# Written task
Can you give everything from the first of the items below down to the line containing "x=289, y=45" again, changing "pick out" to "mark" and leaving the rest as it is?

..............................

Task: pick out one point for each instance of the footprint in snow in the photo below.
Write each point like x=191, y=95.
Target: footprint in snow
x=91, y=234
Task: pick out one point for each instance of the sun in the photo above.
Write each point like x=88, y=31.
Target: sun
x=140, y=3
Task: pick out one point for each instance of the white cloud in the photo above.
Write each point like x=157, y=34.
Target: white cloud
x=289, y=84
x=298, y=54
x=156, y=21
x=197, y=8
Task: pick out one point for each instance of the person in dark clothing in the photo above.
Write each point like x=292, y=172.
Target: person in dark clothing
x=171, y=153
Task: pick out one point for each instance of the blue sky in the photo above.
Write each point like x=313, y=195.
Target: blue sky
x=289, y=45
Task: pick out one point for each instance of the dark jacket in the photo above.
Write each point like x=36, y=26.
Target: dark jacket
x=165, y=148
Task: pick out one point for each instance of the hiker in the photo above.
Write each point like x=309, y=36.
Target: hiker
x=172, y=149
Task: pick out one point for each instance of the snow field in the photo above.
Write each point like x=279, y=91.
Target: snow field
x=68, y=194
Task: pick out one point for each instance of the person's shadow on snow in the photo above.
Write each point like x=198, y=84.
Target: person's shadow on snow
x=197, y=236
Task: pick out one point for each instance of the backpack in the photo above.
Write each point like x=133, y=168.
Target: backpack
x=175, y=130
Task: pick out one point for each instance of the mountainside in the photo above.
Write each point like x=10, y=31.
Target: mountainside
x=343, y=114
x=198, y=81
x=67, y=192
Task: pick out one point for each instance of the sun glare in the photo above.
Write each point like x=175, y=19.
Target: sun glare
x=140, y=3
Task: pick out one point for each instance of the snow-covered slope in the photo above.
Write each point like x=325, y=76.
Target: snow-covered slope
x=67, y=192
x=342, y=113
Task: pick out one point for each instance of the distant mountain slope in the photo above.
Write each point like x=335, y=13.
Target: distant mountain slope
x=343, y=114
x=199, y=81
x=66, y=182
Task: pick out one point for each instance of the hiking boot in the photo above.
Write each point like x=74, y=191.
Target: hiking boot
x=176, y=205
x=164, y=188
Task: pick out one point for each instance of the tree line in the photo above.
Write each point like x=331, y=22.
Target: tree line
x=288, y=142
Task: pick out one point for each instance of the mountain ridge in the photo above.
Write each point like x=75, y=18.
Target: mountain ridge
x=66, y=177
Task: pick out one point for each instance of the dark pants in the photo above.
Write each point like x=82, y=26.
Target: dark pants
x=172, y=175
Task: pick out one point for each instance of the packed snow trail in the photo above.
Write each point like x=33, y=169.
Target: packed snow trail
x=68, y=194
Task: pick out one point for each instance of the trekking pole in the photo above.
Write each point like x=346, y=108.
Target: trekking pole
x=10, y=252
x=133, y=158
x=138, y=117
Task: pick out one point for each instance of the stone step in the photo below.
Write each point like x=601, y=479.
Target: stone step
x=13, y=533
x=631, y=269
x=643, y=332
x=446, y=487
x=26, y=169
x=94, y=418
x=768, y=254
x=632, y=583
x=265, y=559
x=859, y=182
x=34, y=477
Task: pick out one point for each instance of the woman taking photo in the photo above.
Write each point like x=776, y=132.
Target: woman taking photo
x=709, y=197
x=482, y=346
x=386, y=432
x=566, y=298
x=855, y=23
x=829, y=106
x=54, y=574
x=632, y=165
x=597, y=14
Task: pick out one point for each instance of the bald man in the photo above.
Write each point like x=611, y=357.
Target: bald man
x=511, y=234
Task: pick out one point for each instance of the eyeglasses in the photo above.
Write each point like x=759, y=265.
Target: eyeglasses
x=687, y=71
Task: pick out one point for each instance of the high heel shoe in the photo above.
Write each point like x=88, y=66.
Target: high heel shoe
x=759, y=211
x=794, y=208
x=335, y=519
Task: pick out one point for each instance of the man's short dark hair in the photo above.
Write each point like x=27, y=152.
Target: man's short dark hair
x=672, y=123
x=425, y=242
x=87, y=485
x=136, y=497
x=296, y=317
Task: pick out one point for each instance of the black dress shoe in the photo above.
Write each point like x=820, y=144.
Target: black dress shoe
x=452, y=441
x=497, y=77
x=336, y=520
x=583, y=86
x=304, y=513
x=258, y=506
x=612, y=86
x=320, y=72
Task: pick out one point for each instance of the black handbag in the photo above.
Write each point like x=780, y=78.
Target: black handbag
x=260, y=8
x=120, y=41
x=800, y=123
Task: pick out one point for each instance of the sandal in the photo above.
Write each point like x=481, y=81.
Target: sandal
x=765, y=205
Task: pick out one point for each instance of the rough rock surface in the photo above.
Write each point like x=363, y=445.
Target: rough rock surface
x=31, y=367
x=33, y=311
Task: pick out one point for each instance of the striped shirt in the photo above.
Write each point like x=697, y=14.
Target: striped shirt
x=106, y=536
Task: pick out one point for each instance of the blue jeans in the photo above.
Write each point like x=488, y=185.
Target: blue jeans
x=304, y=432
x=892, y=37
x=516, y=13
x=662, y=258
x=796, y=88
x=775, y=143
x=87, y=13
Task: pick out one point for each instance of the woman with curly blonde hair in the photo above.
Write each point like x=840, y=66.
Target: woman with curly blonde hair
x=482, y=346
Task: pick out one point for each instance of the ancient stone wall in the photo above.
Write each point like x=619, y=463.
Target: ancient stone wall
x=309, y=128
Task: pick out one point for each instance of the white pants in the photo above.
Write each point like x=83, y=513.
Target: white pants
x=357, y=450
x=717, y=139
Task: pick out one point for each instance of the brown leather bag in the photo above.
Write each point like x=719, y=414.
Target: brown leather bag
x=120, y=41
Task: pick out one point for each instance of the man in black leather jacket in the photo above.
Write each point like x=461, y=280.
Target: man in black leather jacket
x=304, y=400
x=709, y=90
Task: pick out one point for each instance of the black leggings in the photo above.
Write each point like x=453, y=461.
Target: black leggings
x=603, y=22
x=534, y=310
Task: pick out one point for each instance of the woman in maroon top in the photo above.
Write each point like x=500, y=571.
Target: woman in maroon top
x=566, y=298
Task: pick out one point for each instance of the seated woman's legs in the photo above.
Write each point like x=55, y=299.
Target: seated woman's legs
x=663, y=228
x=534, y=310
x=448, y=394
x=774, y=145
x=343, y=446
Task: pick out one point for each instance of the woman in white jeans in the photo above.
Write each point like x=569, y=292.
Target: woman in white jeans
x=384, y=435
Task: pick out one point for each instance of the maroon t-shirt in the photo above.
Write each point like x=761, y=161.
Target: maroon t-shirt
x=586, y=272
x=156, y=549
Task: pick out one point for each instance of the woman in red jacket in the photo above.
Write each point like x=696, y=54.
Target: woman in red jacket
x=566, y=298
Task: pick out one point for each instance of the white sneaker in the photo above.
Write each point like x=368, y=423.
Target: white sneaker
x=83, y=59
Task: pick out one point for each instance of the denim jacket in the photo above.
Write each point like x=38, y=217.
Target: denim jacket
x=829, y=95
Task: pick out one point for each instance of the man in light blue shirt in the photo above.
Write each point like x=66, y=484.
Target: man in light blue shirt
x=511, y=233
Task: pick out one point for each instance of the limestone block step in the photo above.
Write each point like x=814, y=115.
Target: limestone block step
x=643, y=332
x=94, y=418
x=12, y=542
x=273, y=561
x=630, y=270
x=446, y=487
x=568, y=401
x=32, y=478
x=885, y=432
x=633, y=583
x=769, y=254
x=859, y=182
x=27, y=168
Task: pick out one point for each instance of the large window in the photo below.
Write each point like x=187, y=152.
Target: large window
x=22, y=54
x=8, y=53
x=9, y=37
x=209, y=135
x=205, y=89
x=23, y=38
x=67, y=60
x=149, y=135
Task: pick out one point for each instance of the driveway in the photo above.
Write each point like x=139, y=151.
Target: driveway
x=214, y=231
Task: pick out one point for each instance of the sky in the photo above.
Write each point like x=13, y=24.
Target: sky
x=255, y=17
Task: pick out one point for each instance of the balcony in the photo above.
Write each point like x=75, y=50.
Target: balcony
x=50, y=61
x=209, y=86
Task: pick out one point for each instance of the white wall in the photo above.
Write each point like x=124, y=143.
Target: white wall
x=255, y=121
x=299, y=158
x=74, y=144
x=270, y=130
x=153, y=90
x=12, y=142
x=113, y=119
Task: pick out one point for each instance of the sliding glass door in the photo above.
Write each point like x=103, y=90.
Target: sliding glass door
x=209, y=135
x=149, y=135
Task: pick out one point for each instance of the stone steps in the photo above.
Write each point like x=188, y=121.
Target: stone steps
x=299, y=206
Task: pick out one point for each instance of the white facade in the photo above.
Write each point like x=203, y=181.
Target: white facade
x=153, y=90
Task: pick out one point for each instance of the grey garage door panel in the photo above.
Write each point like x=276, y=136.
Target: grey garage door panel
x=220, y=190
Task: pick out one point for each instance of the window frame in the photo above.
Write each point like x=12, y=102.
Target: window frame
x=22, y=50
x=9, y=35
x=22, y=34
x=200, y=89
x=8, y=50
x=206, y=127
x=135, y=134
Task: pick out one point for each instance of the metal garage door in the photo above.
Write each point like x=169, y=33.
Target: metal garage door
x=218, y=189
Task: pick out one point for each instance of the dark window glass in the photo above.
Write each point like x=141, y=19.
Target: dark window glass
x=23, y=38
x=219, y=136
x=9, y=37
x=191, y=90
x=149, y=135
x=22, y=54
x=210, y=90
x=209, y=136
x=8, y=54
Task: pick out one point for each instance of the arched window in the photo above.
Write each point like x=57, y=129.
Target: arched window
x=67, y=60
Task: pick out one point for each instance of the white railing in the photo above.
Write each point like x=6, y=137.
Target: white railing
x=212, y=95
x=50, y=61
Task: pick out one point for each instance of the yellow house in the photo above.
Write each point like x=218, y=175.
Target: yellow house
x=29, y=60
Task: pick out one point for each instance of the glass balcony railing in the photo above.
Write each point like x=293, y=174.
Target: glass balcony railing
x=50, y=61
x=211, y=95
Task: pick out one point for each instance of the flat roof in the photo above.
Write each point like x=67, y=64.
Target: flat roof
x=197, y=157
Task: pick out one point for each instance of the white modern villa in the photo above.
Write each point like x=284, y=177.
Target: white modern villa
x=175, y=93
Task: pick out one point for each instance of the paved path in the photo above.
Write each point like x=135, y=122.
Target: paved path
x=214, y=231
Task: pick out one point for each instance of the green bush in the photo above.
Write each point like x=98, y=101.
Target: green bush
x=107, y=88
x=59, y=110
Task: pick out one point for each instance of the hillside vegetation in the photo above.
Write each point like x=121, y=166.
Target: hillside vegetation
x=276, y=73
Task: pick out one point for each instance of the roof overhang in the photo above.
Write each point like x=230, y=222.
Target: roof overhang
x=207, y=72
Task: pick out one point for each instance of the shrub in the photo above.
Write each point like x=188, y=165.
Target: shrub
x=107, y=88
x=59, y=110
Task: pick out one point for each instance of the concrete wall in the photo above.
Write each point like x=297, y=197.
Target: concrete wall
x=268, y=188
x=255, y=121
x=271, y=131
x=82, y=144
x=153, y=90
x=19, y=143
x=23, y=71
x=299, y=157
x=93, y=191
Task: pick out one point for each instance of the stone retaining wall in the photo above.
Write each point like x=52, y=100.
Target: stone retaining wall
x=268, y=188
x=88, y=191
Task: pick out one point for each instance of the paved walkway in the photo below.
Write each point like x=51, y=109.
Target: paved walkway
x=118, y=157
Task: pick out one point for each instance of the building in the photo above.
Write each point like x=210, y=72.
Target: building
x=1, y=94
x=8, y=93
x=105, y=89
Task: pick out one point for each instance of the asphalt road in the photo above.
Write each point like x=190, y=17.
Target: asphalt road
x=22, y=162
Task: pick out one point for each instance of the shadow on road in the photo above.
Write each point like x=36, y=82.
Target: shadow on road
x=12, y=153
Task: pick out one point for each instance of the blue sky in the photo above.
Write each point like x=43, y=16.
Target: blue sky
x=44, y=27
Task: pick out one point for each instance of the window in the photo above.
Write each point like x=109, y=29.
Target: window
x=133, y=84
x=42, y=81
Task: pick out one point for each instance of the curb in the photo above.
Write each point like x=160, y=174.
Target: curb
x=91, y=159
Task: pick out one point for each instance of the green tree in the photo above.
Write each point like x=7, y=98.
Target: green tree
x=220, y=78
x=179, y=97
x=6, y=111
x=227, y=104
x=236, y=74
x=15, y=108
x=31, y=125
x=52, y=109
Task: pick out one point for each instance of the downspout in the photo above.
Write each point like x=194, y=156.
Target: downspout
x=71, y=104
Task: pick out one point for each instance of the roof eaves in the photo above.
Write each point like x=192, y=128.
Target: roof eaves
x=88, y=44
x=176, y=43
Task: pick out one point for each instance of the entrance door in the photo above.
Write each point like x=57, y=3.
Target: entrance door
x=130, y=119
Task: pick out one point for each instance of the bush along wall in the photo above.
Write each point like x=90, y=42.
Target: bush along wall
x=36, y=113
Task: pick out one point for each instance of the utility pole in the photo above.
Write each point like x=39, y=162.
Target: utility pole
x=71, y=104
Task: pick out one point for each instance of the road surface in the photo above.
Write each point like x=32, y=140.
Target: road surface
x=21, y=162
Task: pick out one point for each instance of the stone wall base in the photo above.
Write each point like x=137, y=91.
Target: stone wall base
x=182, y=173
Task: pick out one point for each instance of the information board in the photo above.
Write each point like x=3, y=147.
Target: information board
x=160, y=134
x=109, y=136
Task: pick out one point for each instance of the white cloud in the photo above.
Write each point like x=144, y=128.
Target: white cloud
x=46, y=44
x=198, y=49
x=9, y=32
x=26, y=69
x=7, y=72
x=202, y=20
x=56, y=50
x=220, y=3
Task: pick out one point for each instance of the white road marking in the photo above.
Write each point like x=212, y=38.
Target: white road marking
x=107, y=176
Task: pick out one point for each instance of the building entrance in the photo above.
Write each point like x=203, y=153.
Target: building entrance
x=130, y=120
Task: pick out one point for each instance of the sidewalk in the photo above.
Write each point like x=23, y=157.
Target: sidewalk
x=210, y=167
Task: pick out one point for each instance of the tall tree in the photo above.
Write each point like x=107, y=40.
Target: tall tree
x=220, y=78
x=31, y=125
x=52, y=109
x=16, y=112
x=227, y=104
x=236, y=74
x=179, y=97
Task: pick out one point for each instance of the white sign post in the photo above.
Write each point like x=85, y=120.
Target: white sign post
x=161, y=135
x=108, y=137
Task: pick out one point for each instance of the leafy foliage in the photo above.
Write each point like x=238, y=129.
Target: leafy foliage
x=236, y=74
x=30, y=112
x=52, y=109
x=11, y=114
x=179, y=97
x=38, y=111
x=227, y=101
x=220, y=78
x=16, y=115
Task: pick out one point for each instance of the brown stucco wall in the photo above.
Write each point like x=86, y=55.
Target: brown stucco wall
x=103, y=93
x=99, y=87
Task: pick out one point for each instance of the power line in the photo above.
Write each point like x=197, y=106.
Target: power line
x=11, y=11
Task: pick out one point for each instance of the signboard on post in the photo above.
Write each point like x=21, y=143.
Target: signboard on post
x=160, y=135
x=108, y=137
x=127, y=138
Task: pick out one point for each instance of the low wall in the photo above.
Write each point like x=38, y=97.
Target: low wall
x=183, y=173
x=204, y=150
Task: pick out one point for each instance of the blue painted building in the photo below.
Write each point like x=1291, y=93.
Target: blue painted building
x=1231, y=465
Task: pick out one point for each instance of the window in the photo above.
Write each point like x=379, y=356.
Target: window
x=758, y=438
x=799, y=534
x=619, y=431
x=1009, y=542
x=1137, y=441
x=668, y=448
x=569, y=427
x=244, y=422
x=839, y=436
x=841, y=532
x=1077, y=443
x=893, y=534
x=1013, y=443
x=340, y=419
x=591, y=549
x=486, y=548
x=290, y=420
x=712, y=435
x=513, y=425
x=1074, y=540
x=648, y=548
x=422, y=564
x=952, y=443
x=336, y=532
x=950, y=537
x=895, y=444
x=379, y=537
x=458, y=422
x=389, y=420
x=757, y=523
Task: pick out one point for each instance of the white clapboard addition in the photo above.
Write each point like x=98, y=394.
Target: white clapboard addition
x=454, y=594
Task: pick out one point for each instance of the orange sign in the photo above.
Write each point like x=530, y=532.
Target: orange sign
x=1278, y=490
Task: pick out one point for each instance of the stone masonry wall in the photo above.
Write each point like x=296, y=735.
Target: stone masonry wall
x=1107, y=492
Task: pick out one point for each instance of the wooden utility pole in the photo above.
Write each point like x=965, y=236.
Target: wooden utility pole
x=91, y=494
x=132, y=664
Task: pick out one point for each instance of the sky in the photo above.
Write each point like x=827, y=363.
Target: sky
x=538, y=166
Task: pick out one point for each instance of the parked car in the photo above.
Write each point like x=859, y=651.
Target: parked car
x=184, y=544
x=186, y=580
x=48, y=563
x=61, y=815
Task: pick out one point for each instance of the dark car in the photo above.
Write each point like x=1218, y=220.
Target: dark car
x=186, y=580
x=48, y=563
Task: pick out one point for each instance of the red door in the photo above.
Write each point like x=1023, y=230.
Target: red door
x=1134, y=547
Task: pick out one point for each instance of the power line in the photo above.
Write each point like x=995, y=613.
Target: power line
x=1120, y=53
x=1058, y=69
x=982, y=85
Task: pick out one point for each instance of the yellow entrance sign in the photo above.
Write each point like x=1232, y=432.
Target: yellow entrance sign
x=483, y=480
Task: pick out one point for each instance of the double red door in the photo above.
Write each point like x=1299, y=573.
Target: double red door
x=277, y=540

..............................

# The completed task
Task: mark one point for each instance of the footprint in snow in the photo below.
Write each point like x=191, y=95.
Target: footprint in snow
x=91, y=234
Task: mark one point for each instance of the sun in the photo above.
Write each point like x=88, y=31.
Target: sun
x=140, y=3
Task: mark one point for each instance of the white cloud in the photo above.
Write each point like x=157, y=34.
Target: white cloud
x=289, y=84
x=298, y=54
x=156, y=21
x=197, y=8
Task: mark one point for each instance of the person in dark clothing in the photo above.
Write each point like x=292, y=172.
Target: person in dark clothing
x=171, y=153
Task: mark one point for each instance of the blue sky in the photo above.
Write each point like x=313, y=195.
Target: blue sky
x=289, y=45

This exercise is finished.